TASKS AND EXERCISES
#1 Reproduce, word for word, the part of the post on the 2013 Small Cells World Summit that opens with the words containing "Matching the high" and closes with "it just yet.".
#2 Write what follows the last sentence of the post on the 2013 Small Cells World Summit, carrying it on from that point.

GIVEN PASSAGE
....
What a successful week in the Big Smoke for the 2013 Small Cells World Summit!

Shockingly, it was sunny – never rained at all. (We’re told the previous week was hideous.)

According to Small Cell Forum Chairman, Gordon Mansfield, the Summit far surpassed the attendance goal and stretch goal with a final tally of 730 registered attendees. It attracted a global audience of operators, solutions providers and media. Mansfield says there was a significant uptick in new participants and members from the U.S.

Matching the high level of interest was the high level of energy. This was evident in the enthusiastic thought leadership presentations – although some presenters pitched more than counseled. Plus Andy Germano‘s (Small Cell Forum VP of Americas) comedic “roasting” of the industry analysts at the Gala Dinner and Industry Award made new inroads for event ceremonies – great stuff! Our congratulations to the winners including our friend Rupert Baines.

For some great coverage, see our friend David Chambers‘ (Think Small Cell) video and blogging from ALU’s Wilson Street on Day 1 and Day 2 and posts from from Small Cells World Series.

2103: The Year of the Small Cell?

Presentation after presentation and conversation after conversation invoked Dan Jonesprediction that 2013 is the Year of the Small Cell. You’d think these were politicians, not technologists!

We’re not buying it just yet.

But we fully believe the fuse has been lit. And that’s why SOLiD has become a member of the Small Cell Forum.

The conversation has advanced far beyond the early days of femtocells and it is now centered on the broad ecosystem that will make up the HetNet.

We’ll be interested in how the interest and energy as well as deployment advances manifest at the Small Cells Americas event at the end of the year.
....
Stored items
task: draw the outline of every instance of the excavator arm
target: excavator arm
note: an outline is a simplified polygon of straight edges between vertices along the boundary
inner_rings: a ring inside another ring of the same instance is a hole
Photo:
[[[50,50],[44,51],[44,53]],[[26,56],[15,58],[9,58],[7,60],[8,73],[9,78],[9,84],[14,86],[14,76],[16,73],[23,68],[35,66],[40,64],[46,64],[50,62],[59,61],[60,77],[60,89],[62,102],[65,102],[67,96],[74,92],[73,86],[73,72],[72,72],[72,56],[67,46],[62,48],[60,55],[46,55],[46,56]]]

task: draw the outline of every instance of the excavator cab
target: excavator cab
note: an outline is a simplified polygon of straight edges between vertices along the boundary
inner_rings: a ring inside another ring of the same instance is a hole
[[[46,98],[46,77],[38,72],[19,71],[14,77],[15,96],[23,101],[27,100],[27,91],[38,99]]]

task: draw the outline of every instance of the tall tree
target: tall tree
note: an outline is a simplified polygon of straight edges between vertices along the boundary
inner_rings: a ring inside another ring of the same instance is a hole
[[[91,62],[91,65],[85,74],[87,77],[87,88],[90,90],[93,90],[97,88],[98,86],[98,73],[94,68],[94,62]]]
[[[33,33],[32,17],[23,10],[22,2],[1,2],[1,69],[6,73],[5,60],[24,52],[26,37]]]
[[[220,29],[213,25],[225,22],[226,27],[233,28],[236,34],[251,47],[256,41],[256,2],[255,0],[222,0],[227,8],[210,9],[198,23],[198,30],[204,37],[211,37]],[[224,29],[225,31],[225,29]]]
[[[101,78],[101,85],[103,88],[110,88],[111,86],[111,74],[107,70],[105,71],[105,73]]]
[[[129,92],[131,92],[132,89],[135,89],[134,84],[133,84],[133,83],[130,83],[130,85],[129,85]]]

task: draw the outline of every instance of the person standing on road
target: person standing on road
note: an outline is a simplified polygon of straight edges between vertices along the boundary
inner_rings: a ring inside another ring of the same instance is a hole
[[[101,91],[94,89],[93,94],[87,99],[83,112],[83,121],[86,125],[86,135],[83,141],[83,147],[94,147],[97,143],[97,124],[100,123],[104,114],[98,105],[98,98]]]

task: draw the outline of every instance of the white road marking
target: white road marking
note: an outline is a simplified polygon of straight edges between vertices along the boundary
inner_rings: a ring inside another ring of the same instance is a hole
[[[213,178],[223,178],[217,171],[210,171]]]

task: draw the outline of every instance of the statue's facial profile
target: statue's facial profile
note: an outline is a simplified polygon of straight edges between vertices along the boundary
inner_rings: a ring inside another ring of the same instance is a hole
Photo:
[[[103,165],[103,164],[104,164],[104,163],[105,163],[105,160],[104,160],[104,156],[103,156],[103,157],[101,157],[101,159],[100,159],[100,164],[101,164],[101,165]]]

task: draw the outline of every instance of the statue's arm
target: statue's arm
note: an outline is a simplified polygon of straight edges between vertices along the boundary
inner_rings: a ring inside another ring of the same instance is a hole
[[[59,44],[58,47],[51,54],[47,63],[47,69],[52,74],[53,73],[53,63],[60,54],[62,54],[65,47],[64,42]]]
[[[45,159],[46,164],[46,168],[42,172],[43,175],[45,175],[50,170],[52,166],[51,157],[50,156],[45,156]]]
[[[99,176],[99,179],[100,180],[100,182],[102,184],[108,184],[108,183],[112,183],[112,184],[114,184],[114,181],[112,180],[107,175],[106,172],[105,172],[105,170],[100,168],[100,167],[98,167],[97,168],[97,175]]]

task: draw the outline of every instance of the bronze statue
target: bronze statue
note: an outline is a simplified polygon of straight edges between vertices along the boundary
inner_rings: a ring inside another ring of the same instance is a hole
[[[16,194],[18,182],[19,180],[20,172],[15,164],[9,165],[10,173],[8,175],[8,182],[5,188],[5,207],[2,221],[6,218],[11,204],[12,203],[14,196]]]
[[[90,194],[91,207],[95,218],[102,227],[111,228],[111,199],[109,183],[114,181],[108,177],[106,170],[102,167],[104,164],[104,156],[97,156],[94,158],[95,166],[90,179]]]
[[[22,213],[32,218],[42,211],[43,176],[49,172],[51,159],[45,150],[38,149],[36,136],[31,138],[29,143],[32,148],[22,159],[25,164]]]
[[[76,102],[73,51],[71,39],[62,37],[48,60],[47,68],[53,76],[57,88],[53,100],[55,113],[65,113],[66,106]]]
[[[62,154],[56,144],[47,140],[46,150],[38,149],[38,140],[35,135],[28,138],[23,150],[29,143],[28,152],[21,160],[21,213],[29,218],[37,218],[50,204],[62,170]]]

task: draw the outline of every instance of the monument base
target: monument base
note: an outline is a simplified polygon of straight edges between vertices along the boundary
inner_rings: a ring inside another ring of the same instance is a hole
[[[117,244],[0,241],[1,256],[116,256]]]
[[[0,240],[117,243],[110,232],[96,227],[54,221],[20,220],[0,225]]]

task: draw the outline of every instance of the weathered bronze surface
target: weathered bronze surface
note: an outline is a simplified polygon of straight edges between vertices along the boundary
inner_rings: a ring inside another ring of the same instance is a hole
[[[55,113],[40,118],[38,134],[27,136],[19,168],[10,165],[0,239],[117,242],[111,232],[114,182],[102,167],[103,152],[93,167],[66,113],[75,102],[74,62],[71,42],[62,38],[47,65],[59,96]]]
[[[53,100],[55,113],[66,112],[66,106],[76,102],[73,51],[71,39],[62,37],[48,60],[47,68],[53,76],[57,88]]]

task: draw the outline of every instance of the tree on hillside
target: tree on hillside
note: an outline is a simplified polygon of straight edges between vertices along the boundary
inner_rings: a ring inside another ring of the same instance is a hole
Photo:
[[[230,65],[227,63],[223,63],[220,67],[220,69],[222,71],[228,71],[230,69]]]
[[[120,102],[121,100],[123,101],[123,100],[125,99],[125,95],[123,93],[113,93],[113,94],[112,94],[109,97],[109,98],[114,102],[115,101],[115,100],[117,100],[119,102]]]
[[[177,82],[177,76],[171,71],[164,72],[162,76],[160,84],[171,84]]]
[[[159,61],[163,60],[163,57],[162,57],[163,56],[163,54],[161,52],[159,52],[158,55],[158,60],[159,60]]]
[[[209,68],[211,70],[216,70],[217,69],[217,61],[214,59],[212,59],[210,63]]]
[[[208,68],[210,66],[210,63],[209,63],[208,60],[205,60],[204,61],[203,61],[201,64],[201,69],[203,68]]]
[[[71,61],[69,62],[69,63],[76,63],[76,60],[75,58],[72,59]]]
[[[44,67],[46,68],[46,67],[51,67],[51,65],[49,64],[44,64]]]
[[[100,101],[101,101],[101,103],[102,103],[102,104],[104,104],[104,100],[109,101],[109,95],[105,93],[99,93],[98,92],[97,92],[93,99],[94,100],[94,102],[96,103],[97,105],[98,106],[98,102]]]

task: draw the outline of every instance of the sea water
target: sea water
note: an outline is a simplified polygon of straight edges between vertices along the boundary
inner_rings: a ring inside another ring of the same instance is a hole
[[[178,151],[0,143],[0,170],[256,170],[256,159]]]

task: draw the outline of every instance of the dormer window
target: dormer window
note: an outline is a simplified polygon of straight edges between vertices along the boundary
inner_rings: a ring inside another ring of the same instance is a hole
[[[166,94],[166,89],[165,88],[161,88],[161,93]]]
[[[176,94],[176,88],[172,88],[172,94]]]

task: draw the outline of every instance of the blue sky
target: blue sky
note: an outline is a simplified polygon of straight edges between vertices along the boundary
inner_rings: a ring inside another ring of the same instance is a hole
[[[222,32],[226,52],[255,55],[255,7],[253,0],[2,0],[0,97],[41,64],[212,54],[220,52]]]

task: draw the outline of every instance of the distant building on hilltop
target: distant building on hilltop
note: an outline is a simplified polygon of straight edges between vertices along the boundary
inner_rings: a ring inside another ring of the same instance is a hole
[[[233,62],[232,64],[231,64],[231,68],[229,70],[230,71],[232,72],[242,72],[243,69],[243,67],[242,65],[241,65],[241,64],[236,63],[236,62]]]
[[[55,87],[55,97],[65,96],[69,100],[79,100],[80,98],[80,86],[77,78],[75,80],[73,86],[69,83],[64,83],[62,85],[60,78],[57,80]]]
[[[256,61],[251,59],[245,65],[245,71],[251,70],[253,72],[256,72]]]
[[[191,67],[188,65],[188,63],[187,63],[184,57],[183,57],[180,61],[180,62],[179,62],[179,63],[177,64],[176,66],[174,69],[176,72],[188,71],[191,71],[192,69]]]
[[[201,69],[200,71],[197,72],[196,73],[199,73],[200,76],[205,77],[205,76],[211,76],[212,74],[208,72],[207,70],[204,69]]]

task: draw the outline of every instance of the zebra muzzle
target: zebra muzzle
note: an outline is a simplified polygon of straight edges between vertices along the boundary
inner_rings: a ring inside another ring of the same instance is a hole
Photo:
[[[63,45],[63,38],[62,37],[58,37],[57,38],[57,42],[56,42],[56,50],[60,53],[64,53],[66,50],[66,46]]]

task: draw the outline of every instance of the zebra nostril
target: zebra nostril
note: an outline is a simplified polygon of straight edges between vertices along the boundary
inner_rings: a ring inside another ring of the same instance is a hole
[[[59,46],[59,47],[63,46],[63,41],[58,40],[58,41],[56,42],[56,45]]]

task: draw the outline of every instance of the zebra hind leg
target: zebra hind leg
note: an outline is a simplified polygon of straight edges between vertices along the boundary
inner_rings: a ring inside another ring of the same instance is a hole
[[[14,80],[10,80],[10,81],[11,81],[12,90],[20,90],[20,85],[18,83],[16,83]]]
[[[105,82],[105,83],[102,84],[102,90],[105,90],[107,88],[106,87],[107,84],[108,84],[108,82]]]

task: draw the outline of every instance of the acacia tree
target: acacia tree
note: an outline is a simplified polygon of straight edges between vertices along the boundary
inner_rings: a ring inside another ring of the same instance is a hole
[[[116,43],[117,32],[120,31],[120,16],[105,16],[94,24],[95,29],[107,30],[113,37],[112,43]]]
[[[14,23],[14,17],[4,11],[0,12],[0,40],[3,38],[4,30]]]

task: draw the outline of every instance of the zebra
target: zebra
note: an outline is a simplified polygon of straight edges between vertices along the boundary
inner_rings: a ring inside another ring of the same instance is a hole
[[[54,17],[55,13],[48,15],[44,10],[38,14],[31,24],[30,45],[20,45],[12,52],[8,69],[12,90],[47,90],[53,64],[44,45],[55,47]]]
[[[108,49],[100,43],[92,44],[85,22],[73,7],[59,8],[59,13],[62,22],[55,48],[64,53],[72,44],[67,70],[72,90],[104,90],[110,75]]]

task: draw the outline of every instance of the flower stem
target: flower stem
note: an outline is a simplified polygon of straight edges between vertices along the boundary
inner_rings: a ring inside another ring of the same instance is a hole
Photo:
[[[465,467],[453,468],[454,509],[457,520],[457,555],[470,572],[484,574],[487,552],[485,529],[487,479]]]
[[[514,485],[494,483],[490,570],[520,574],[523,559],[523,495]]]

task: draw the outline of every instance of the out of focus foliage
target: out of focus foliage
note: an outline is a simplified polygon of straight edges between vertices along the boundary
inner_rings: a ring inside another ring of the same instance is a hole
....
EXPECTED RESPONSES
#1
Matching the high level of interest was the high level of energy. This was evident in the enthusiastic thought leadership presentations – although some presenters pitched more than counseled. Plus Andy Germano‘s (Small Cell Forum VP of Americas) comedic “roasting” of the industry analysts at the Gala Dinner and Industry Award made new inroads for event ceremonies – great stuff! Our congratulations to the winners including our friend Rupert Baines.

For some great coverage, see our friend David Chambers‘ (Think Small Cell) video and blogging from ALU’s Wilson Street on Day 1 and Day 2 and posts from from Small Cells World Series.

2103: The Year of the Small Cell?

Presentation after presentation and conversation after conversation invoked Dan Jonesprediction that 2013 is the Year of the Small Cell. You’d think these were politicians, not technologists!

We’re not buying it just yet.

#2
Defining the HetNet

Sprint’s Doug Alston did a wonderful job of explaining why we’re even having this discussion by both breaking down the problem and showing the solutions. Alston calls it a “growing” problem due to three key changes in wireless behavior:

  1. Smart devices have enabled users to consume large amounts of bandwidth – namely video – which has caused the oft called “data tsunami”
  2. Users have morphed from mobile to nomadic, so they’re staying put in certain places longer consuming spectrum
  3. Mobile usage has changed from outdoor use to indoor

So the question is how to fill in the capacity gaps?

According to Alston, the HetNet includes the macro cell layer and the small cells layer which helps enable network densification. The small cells toolkit is broad and includes picocells, femtocells, Wi-Fi and DAS.

The Old Versus the New

Given that we were at an event called Small Cells – not DAS or Wi-Fi – one must take the presentations from the week with a certain grain of salt.

For instance, Sprint’s Doug Alson – in a moment of levity – declared the operator was giving up and no longer resisting Wi-Fi as a capacity tool to help fill in for macro spectrum holes.

It’s an interesting admission given how operators have traditionally been wary of Wi-Fi’s unlicensed spectrum and championed small cells instead.

More tellingly, it speaks to the reality that spectrum is finite and there are only two ways to address it: (1) acquire new spectrum frequencies which is both expensive and time-consuming or (2) surgically deploy small cell technologies where needed.

The acceptance of Wi-Fi may continue to grow – at least in the short term – as Sue Rudd at Strategy Analytics suggests that Wi-Fi may be a stop-gap until small cell deployments really kick in. Besides, Wi-Fi is, according to the Wi-Fi Alliance‘s Ed Figueroa, a mature and affordable technology that offers a low cost-per-bit.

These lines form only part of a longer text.